___ MATERIAL PROVIDED ___

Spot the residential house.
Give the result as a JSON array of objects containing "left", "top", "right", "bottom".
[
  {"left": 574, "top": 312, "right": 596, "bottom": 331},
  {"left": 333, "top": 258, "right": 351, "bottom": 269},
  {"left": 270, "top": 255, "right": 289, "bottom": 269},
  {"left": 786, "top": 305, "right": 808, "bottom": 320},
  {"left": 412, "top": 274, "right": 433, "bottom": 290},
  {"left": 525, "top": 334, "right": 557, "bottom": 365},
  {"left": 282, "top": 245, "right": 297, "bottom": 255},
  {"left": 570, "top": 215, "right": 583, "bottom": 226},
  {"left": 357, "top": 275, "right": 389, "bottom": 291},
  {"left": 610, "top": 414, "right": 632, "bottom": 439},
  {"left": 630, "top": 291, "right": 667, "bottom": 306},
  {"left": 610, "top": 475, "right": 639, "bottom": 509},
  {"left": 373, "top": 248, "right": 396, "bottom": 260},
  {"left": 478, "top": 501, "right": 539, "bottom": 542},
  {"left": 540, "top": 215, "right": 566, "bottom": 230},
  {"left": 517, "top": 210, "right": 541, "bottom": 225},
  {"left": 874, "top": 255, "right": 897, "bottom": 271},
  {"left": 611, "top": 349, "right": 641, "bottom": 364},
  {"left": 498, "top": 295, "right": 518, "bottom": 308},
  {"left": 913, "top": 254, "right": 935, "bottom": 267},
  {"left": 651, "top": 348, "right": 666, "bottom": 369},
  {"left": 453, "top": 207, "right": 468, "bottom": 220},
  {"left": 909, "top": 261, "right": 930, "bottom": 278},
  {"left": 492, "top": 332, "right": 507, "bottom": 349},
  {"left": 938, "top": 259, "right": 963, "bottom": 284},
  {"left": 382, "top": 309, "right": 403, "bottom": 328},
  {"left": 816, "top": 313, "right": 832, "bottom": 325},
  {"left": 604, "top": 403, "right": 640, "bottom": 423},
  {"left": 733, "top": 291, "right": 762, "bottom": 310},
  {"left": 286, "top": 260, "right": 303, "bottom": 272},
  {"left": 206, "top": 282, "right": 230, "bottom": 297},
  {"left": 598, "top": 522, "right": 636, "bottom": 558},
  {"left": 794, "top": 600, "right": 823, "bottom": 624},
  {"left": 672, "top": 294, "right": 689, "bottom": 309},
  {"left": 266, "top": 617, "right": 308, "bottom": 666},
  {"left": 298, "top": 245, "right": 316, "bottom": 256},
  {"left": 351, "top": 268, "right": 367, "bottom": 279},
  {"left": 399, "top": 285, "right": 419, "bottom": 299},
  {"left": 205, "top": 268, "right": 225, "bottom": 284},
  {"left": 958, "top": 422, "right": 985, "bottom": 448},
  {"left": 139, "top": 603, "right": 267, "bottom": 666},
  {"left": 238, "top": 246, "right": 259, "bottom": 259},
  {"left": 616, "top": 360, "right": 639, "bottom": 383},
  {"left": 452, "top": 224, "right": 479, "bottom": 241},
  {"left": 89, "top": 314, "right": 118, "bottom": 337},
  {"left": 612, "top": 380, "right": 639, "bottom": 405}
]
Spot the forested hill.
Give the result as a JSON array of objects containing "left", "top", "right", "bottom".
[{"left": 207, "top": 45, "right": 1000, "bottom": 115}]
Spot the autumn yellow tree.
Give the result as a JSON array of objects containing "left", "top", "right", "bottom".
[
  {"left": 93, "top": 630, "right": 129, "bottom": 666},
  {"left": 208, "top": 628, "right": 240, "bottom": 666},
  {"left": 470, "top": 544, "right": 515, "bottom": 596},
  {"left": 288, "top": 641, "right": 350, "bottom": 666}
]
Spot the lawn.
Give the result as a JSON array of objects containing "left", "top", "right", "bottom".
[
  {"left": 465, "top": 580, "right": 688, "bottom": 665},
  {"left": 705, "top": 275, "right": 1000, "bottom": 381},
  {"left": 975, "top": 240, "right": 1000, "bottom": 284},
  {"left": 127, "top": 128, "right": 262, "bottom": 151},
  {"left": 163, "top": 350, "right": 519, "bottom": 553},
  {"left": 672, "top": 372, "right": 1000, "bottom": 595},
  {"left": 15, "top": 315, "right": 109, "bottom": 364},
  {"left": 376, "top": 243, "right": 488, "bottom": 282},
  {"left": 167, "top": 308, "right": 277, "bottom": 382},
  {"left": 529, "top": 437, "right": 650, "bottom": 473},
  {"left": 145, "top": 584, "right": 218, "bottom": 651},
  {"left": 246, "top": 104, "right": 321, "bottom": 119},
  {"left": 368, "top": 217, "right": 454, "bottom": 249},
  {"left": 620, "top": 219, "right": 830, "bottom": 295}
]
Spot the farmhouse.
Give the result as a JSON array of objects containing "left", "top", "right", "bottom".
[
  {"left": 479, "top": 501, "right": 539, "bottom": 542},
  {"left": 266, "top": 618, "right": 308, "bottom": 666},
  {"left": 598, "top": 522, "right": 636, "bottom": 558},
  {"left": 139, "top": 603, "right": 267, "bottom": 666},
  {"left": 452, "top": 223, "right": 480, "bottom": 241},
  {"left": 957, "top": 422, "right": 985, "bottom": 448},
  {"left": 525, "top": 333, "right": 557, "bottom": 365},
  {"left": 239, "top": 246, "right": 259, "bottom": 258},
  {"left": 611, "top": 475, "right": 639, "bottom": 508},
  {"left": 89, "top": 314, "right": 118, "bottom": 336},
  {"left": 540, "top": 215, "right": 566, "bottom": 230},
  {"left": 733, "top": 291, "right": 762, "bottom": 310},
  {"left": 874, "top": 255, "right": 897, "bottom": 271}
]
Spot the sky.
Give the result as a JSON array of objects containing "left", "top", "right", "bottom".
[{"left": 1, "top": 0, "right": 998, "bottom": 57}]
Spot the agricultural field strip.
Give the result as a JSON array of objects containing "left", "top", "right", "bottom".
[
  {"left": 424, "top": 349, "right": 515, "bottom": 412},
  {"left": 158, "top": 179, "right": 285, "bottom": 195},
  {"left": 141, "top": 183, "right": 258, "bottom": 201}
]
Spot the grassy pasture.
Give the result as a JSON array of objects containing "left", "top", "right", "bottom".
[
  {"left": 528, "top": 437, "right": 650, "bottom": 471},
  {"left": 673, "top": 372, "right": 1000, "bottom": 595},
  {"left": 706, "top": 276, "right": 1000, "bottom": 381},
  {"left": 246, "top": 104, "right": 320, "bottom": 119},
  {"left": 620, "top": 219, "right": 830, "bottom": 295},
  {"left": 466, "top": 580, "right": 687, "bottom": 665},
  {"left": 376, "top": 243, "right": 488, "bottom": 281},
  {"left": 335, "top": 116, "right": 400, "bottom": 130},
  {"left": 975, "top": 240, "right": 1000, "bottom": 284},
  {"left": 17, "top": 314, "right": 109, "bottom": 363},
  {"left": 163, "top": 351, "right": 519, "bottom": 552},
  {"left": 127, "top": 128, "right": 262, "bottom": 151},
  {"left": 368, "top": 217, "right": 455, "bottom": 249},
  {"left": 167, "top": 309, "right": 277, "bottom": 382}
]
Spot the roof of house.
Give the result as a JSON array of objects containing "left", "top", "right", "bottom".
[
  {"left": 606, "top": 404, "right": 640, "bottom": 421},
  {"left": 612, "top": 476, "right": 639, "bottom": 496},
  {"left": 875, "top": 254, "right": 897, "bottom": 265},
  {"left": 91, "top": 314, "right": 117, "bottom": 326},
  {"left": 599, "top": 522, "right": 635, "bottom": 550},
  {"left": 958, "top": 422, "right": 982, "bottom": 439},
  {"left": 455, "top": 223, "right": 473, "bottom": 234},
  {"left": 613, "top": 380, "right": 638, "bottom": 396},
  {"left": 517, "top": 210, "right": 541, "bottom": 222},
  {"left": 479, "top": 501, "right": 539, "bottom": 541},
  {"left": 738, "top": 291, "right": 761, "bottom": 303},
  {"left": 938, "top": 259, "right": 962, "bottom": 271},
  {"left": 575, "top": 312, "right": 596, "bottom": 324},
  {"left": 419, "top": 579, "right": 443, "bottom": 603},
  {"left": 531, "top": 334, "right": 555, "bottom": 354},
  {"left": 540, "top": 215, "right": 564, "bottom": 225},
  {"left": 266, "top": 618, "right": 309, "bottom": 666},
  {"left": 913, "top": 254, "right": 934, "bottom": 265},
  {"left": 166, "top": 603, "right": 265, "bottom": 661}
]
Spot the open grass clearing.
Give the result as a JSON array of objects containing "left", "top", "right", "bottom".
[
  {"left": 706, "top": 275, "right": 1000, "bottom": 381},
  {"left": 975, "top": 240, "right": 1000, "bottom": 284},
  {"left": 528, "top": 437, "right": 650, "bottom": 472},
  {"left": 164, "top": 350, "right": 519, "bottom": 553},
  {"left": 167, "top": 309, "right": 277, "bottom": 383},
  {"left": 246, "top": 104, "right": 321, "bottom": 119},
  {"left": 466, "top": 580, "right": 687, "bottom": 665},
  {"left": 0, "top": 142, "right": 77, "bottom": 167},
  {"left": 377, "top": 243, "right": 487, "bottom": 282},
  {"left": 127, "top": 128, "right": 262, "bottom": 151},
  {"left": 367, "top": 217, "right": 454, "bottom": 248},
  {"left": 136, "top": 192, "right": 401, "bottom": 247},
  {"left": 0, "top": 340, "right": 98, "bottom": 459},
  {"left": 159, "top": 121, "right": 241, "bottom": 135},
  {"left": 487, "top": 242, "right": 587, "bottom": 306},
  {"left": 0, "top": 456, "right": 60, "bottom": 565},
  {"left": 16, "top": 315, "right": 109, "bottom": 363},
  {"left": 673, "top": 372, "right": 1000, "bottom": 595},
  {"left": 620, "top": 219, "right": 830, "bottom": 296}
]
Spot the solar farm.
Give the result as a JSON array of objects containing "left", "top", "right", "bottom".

___

• _WORK ITEM_
Look above for the line with "Spot the agricultural field strip."; retype exactly that line, every line after it up to the line with "Spot the roof of house.", and that line too, nothing else.

• _TASK RESULT_
Spot the agricultural field strip.
Give the result as a JSON array of objects containing "left", "top", "right", "bottom".
[
  {"left": 424, "top": 349, "right": 515, "bottom": 412},
  {"left": 158, "top": 179, "right": 285, "bottom": 195},
  {"left": 141, "top": 183, "right": 258, "bottom": 201}
]
Spot the grassy pasture.
Give the result as a JSON array of objects containing "left", "top", "right", "bottom".
[
  {"left": 528, "top": 437, "right": 650, "bottom": 471},
  {"left": 673, "top": 372, "right": 1000, "bottom": 595},
  {"left": 706, "top": 276, "right": 1000, "bottom": 381},
  {"left": 246, "top": 104, "right": 320, "bottom": 119},
  {"left": 620, "top": 219, "right": 830, "bottom": 295},
  {"left": 466, "top": 580, "right": 687, "bottom": 665},
  {"left": 376, "top": 243, "right": 488, "bottom": 281},
  {"left": 335, "top": 116, "right": 400, "bottom": 130},
  {"left": 975, "top": 240, "right": 1000, "bottom": 284},
  {"left": 17, "top": 314, "right": 109, "bottom": 363},
  {"left": 163, "top": 351, "right": 519, "bottom": 552},
  {"left": 127, "top": 128, "right": 262, "bottom": 151},
  {"left": 368, "top": 217, "right": 455, "bottom": 249},
  {"left": 167, "top": 309, "right": 277, "bottom": 382}
]
Spot the roof of house.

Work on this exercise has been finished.